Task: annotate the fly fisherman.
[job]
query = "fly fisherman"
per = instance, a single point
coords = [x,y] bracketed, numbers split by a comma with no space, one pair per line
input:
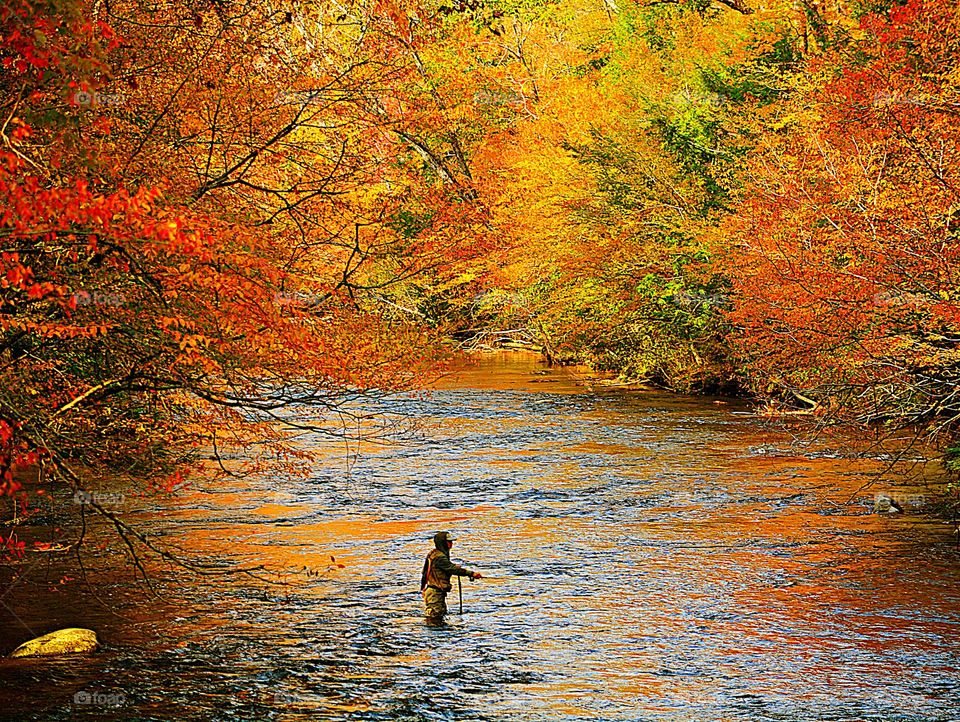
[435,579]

☆ ☆ ☆

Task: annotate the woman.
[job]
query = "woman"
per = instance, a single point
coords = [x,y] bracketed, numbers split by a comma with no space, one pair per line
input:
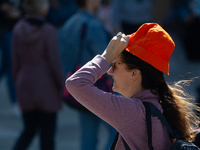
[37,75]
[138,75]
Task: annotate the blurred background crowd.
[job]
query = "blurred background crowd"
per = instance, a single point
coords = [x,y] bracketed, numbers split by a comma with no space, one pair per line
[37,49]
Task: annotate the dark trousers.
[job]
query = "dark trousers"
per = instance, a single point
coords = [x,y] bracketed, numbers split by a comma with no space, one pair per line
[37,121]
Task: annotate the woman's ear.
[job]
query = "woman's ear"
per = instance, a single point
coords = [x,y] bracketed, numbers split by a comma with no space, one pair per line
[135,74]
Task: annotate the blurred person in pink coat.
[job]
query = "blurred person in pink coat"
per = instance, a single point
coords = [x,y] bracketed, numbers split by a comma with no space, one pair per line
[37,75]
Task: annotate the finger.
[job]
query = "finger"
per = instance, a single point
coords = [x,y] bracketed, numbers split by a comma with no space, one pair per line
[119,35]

☆ ☆ ☆

▸ TASK GOAL
Copy out each line carrying the string "trousers" from the data.

▸ EXERCISE OUTPUT
Task: annotate the dark trousers.
query = "dark trousers"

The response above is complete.